-------- MATERIALS PROVIDED --------
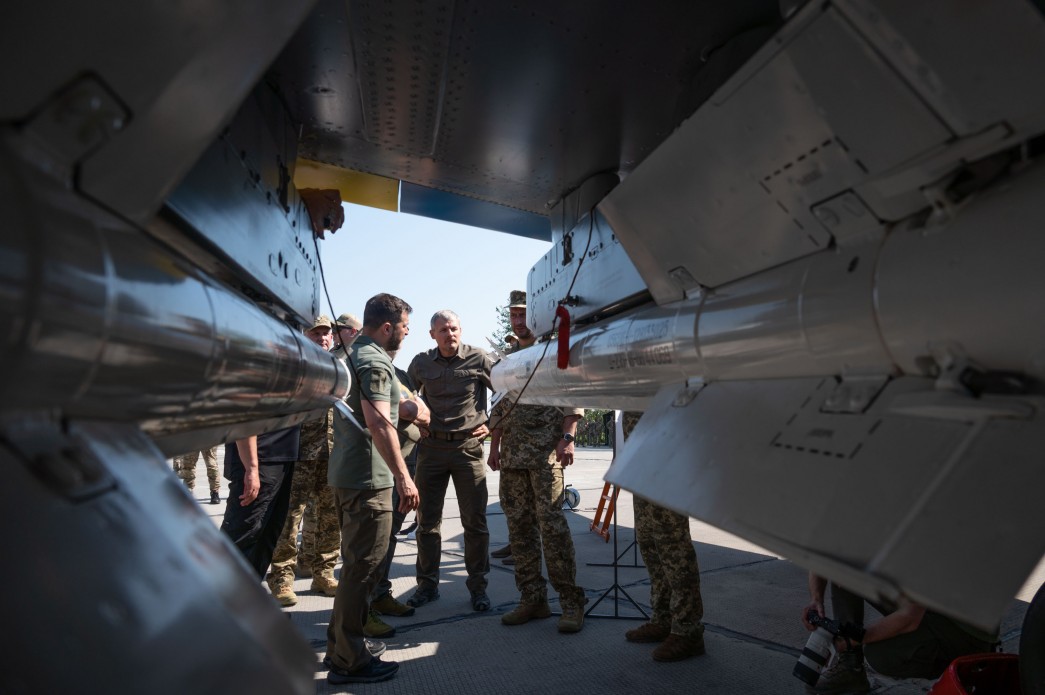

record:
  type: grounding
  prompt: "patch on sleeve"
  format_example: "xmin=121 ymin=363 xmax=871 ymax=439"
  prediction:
xmin=370 ymin=369 xmax=392 ymax=396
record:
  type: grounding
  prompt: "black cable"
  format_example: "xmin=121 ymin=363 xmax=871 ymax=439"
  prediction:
xmin=312 ymin=234 xmax=398 ymax=430
xmin=497 ymin=207 xmax=595 ymax=427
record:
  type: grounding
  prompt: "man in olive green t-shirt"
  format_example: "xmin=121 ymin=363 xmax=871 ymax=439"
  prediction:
xmin=323 ymin=294 xmax=418 ymax=685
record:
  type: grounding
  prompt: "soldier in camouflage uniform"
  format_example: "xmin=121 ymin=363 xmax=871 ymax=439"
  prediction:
--------
REQUIRED WORK: Reproduce the listing above verbatim, every line included, but omit the pictures from your answer.

ANSWER TO THIS TASK:
record:
  type: grounding
  prompt: "patch on sleeve"
  format_example: "xmin=121 ymin=363 xmax=871 ymax=439"
  prediction:
xmin=370 ymin=369 xmax=392 ymax=396
record:
  type: grounding
  prompt: "black cable"
  format_example: "xmin=121 ymin=363 xmax=871 ymax=439"
  prediction:
xmin=312 ymin=234 xmax=398 ymax=430
xmin=497 ymin=207 xmax=595 ymax=427
record:
  type: grounding
  prompt: "man in olive green t-shirt"
  format_example: "xmin=121 ymin=363 xmax=871 ymax=439"
  prediction:
xmin=323 ymin=294 xmax=418 ymax=685
record:
  type: grounding
  prompt: "soldier in camouflage uniform"
  format_example: "xmin=121 ymin=363 xmax=871 ymax=439"
  prediction:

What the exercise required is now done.